EXERCISE AIM.
Change "azalea flower cluster" to "azalea blossom cluster" in the listing from its first line up to and including the line with "25, 24, 406, 319", and give those lines again with nothing else altered. Leave the picture out of your answer.

-=-=-=-=-

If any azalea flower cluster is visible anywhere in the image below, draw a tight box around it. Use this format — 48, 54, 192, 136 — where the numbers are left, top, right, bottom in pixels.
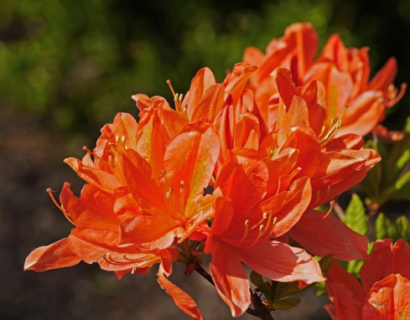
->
25, 24, 406, 319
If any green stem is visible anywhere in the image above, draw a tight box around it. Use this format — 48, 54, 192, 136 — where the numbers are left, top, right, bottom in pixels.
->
195, 263, 274, 320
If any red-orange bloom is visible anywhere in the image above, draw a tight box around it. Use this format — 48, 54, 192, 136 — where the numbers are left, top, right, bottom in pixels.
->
205, 154, 323, 316
24, 183, 170, 278
326, 239, 410, 320
221, 68, 380, 260
244, 23, 406, 140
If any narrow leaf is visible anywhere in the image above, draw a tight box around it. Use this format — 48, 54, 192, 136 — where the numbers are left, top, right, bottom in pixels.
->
374, 213, 397, 240
396, 216, 410, 242
343, 194, 368, 235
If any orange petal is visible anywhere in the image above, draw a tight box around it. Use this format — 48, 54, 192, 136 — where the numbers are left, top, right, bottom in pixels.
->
183, 68, 216, 119
235, 241, 325, 284
24, 238, 81, 272
158, 265, 202, 320
118, 214, 177, 249
259, 177, 311, 238
60, 183, 120, 232
191, 84, 225, 121
209, 245, 251, 317
337, 91, 385, 136
332, 283, 362, 320
326, 261, 366, 304
362, 274, 410, 320
64, 158, 121, 193
164, 128, 220, 211
367, 58, 397, 91
68, 228, 161, 271
122, 150, 167, 214
289, 210, 368, 261
360, 239, 410, 291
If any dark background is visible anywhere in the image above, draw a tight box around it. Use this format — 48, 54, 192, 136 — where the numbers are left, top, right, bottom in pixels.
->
0, 0, 410, 320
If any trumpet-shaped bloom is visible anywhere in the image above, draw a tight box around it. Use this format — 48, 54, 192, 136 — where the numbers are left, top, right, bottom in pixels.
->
326, 239, 410, 320
205, 155, 323, 316
244, 23, 406, 141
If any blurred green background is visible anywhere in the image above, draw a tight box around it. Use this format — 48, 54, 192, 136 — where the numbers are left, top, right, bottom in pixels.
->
0, 0, 410, 319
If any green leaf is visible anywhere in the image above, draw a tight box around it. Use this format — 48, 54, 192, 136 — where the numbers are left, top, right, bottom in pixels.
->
396, 216, 410, 242
250, 271, 271, 300
343, 193, 368, 235
386, 118, 410, 185
389, 171, 410, 200
374, 213, 397, 240
272, 298, 300, 310
346, 260, 364, 278
315, 281, 327, 297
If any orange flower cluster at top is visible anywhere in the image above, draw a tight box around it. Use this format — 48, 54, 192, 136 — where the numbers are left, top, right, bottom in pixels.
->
25, 25, 392, 319
244, 23, 406, 141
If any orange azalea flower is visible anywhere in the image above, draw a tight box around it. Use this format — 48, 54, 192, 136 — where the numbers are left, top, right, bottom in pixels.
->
25, 110, 216, 319
24, 183, 171, 278
244, 23, 406, 141
205, 153, 323, 317
120, 127, 219, 248
213, 68, 380, 260
325, 239, 410, 320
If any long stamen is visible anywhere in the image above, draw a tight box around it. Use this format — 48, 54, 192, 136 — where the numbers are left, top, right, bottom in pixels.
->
83, 146, 110, 166
46, 188, 75, 226
238, 220, 249, 244
269, 146, 279, 160
301, 200, 335, 222
180, 181, 185, 215
250, 212, 268, 230
245, 224, 265, 249
101, 252, 143, 265
167, 79, 175, 97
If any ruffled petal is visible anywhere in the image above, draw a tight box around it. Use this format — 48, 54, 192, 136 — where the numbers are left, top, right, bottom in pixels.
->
24, 238, 81, 272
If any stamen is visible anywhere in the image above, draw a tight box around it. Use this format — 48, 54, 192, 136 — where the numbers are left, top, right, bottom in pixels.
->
83, 146, 110, 166
239, 220, 249, 244
269, 146, 279, 160
245, 224, 265, 249
301, 200, 335, 222
167, 79, 175, 97
174, 93, 182, 113
320, 106, 347, 147
46, 188, 75, 226
165, 188, 173, 199
180, 181, 185, 214
250, 212, 268, 230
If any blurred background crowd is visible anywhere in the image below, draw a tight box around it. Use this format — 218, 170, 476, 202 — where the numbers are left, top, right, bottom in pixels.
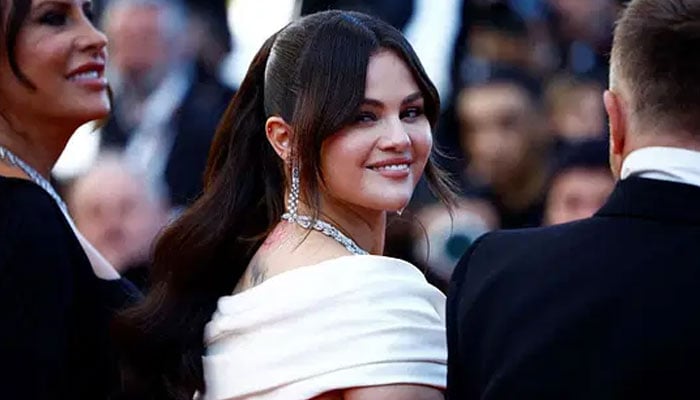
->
54, 0, 622, 290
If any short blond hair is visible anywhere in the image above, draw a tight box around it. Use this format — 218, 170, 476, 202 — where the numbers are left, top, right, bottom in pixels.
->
611, 0, 700, 135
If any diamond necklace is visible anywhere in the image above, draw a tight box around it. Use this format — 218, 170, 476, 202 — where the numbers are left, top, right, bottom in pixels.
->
282, 212, 369, 256
0, 146, 68, 213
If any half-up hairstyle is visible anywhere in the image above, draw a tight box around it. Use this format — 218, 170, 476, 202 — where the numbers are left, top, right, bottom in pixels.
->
115, 11, 451, 400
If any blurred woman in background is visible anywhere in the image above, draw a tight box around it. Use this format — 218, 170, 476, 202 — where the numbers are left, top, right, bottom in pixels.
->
0, 0, 135, 399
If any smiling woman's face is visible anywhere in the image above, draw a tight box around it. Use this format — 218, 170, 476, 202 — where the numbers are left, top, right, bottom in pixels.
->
0, 0, 110, 125
321, 50, 432, 216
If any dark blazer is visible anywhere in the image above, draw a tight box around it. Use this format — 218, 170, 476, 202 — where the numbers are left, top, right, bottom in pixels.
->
447, 178, 700, 400
0, 177, 140, 400
101, 67, 234, 206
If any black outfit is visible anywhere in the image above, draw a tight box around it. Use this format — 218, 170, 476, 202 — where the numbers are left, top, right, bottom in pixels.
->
0, 177, 139, 400
447, 178, 700, 400
100, 66, 234, 206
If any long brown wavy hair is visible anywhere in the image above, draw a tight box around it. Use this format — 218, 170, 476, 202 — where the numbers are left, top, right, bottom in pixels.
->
116, 11, 451, 400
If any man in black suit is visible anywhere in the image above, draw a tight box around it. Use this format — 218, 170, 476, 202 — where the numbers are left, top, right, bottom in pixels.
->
447, 0, 700, 400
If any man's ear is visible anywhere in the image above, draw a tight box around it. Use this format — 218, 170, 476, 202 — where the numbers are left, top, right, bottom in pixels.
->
603, 90, 629, 179
265, 116, 292, 162
603, 90, 628, 156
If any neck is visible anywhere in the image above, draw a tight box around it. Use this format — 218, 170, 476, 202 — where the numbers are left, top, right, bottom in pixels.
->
0, 112, 77, 179
299, 200, 386, 255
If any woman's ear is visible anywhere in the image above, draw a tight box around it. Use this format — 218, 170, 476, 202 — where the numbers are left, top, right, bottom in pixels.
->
265, 116, 292, 162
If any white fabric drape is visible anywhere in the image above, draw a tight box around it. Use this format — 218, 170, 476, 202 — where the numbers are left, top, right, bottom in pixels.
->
203, 255, 447, 400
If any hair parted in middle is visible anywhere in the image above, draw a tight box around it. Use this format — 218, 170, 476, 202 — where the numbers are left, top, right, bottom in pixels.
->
117, 11, 452, 399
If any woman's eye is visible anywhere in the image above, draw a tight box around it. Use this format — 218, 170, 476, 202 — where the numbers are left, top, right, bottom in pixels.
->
39, 11, 67, 26
355, 112, 377, 123
401, 107, 423, 119
84, 9, 95, 24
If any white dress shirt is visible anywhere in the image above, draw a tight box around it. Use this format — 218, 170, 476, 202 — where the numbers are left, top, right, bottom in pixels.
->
620, 147, 700, 186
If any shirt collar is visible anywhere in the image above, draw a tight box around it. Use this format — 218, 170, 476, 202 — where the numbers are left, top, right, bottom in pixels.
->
620, 147, 700, 186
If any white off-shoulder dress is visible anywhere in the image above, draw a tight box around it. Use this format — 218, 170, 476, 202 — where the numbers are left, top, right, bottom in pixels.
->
202, 255, 447, 400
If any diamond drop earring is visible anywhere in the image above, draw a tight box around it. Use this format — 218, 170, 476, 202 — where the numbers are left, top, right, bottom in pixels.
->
287, 165, 300, 221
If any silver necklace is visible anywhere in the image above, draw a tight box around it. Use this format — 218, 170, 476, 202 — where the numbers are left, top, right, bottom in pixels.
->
282, 213, 369, 256
0, 146, 68, 213
282, 166, 369, 256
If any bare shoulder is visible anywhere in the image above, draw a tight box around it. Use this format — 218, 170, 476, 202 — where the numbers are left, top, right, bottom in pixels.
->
342, 384, 445, 400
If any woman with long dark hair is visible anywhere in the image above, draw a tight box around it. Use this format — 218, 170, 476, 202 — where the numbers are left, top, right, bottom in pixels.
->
115, 11, 450, 400
0, 0, 136, 400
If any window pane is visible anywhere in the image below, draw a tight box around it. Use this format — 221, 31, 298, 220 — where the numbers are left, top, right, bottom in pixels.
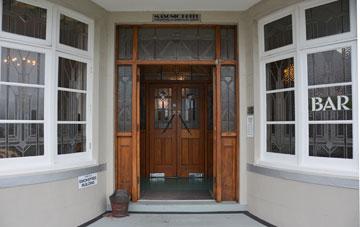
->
2, 0, 47, 39
220, 28, 235, 60
305, 0, 350, 40
307, 47, 351, 85
264, 15, 293, 51
60, 14, 89, 50
117, 66, 132, 132
58, 91, 86, 121
181, 88, 200, 128
1, 47, 45, 85
58, 57, 87, 90
0, 85, 44, 120
198, 28, 215, 60
138, 28, 155, 60
153, 88, 173, 129
0, 124, 44, 159
266, 125, 295, 155
309, 124, 353, 159
139, 27, 215, 60
266, 58, 295, 90
221, 66, 237, 132
58, 124, 86, 155
118, 28, 133, 59
266, 91, 295, 121
309, 85, 352, 121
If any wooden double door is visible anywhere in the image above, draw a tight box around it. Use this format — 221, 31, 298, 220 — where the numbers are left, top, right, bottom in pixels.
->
147, 83, 206, 177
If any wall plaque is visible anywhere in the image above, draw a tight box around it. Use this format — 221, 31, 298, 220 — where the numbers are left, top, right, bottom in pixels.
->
153, 13, 201, 22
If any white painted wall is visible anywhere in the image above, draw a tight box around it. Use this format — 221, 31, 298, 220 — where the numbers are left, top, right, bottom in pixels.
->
240, 0, 359, 227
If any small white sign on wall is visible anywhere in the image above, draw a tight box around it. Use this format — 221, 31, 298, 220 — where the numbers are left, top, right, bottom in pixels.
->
78, 173, 97, 189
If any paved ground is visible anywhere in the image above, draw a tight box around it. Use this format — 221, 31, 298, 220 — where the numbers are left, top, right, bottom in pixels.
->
90, 214, 265, 227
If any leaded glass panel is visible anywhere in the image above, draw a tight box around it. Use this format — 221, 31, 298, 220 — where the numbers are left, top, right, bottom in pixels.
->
307, 47, 351, 85
117, 66, 132, 132
58, 57, 87, 90
154, 88, 173, 129
305, 0, 350, 40
266, 58, 295, 90
266, 124, 295, 155
0, 123, 44, 159
118, 28, 133, 59
58, 91, 86, 121
60, 14, 89, 51
309, 85, 352, 121
264, 15, 293, 51
0, 47, 45, 85
220, 66, 237, 132
266, 91, 295, 121
181, 88, 200, 128
58, 124, 86, 155
139, 27, 215, 60
0, 85, 44, 120
309, 124, 353, 159
2, 0, 47, 39
220, 28, 235, 60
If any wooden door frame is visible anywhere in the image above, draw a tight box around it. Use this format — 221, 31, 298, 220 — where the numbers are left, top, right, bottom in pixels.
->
114, 24, 240, 202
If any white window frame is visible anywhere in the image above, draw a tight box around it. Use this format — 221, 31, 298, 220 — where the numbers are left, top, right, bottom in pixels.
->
0, 0, 53, 46
254, 0, 360, 176
0, 41, 52, 171
300, 41, 359, 171
55, 7, 94, 58
299, 0, 356, 49
0, 0, 94, 176
258, 6, 298, 57
54, 52, 93, 164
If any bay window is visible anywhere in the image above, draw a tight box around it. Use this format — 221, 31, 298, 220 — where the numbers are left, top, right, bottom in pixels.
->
0, 0, 95, 173
258, 0, 358, 175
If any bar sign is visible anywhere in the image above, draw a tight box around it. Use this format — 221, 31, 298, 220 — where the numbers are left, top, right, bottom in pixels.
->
78, 173, 97, 189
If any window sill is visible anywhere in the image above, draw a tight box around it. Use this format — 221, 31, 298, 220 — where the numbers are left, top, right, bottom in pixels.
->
247, 162, 359, 189
0, 162, 106, 189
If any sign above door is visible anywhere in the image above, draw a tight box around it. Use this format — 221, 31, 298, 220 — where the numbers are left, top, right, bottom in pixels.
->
152, 13, 201, 22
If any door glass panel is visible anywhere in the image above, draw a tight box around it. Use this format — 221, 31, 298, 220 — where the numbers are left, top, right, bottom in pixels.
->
2, 0, 47, 39
220, 28, 235, 60
181, 88, 200, 128
305, 0, 350, 40
117, 66, 132, 132
221, 66, 236, 132
139, 27, 215, 60
154, 88, 173, 129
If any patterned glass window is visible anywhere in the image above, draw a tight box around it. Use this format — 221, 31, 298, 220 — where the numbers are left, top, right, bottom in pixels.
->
60, 14, 89, 50
266, 58, 295, 155
117, 66, 132, 132
264, 15, 293, 51
57, 57, 87, 155
2, 0, 47, 39
139, 28, 215, 60
305, 0, 350, 40
307, 47, 353, 159
0, 47, 45, 159
220, 66, 237, 132
118, 28, 133, 60
220, 28, 235, 60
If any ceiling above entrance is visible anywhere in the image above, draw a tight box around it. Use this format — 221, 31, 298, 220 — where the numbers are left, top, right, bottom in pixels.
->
92, 0, 260, 11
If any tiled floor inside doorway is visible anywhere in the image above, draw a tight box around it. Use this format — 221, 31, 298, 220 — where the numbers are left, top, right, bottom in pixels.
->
86, 213, 266, 227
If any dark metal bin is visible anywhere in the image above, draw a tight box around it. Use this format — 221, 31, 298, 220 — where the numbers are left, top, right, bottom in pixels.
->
109, 189, 130, 218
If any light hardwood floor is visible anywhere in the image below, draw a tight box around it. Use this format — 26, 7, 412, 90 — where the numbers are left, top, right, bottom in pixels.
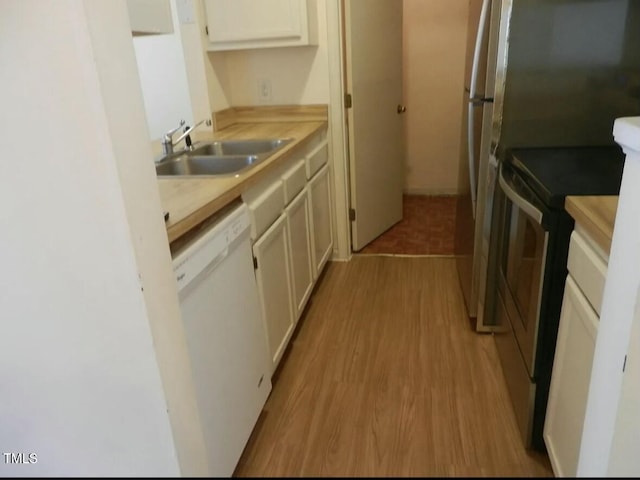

-=-=-=-=-

WRITTEN RESPONSE.
If any azalea blossom cluster is visible anywhere in the image below, draw a tight box around it. Use this format — 48, 54, 192, 136 — where the numbers are left, top, right, bottom in pixels.
->
25, 24, 406, 319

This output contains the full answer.